TASKS FOR THIS EXERCISE ->
A. Answer these questions from the Keras notes below, one answer per line, marked (i), (ii) and (iii):
(i) Which loss should be used for multi-class classification with integer labels?
(ii) Which method must a custom layer implement?
(iii) What does a wide and deep model jointly train?
B. Retype the part of the Keras notes below that begins at the words "## Modeling Tips" and stops after "large linear model.", character for character.

PASSAGE PROVIDED ->
+--

# Keras

This is a set of notes on `keras` based on either Prof. Andrew Ng's Deeplearning.ai course, or Francois Chollet's book Deep Learning with Python.

**Inputs** in `keras` are also represented as layers: `keras.layers.Input()`.

The **first** layer needs an `input_shape=` parameters, the shape here should be the input data shape **without** the batch dimension. 

**Activations** can also be standalone layers, `keras.layers.Activations()`. Some layers have optional parameters to build in activations, such as in `Dense()` layers.

Two ways for multi-class classification:
1. one-hot labels, use `categorical_crossentropy` loss.
2. integer labels, use `sparse_categorical_crossentropy` loss. 

**Avoid** shrinking layer dimension smaller than input dimension too quickly to avoid loss of information early in the chain.

When calling `model.compile()`, you can specify a loss function with parameter `loss=`, as well as a metric to monitor with `metrics=` param.

Validation: `model.evaluate()`

## Custom Layers

Extend from `keras.layers.Layer`, must implement `call(self, inputs)` which should always return a value.

## Preprocessing

Always **remove** redundancy in your data. 

**One Hot Encoding**: `keras.utils.np_utils.to_categorical()`

**Sequence Padding**: `keras.preprocessing.sequence.pad_sequence()`

## Modeling Tips

Be aware of **nonstationary** problems. Because such problems change over time, the right move is:
* constantly training on recent data, or
* gather data at a timescale where the problem is stationary.



## Emsembles 

One style that has had recent success is the **wide and deep** category of models. Such models consist of jointly training a deep neural network with a large linear model.

+--

SUPPLIED INFORMATION ->

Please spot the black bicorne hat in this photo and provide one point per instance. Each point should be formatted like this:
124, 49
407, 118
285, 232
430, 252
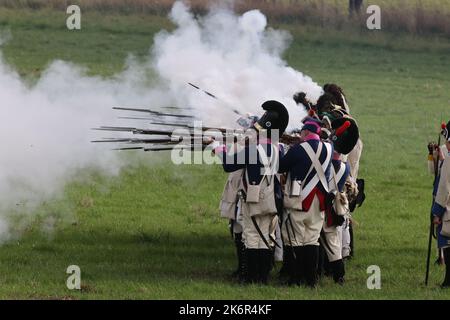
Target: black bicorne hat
446, 131
346, 134
276, 117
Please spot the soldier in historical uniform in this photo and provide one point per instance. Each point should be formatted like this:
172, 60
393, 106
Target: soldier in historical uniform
441, 207
308, 169
260, 188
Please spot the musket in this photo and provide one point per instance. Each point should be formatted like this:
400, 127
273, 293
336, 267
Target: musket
432, 228
192, 147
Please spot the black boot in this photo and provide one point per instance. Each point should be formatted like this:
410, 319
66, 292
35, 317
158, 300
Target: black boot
265, 258
311, 259
297, 272
288, 261
252, 265
322, 263
352, 240
338, 269
240, 253
446, 283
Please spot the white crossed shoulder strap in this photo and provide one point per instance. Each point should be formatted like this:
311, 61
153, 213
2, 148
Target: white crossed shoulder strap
320, 168
337, 176
267, 162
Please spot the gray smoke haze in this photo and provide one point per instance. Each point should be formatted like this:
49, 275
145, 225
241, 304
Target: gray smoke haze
45, 129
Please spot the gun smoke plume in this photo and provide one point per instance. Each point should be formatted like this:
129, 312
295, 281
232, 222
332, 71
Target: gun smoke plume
45, 128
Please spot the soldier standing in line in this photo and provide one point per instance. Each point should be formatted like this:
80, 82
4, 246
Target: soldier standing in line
441, 207
308, 168
259, 188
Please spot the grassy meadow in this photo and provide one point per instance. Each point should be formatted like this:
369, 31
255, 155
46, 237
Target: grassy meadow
154, 231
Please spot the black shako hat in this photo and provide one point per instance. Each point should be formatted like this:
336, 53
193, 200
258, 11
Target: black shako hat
276, 117
346, 134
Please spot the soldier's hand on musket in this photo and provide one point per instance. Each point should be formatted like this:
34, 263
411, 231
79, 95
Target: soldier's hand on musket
437, 220
431, 148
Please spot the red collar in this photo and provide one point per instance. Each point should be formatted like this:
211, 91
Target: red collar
312, 136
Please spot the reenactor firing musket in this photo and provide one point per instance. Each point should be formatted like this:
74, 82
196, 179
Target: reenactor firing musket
432, 230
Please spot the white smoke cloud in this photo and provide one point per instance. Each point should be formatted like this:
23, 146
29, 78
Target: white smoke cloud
236, 58
45, 129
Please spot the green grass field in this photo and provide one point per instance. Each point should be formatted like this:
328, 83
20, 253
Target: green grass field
154, 231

+--

ANSWERS PER TASK ->
A.
(i) `sparse_categorical_crossentropy`
(ii) `call(self, inputs)`
(iii) A deep neural network with a large linear model.

B.
## Modeling Tips

Be aware of **nonstationary** problems. Because such problems change over time, the right move is:
* constantly training on recent data, or
* gather data at a timescale where the problem is stationary.



## Emsembles 

One style that has had recent success is the **wide and deep** category of models. Such models consist of jointly training a deep neural network with a large linear model.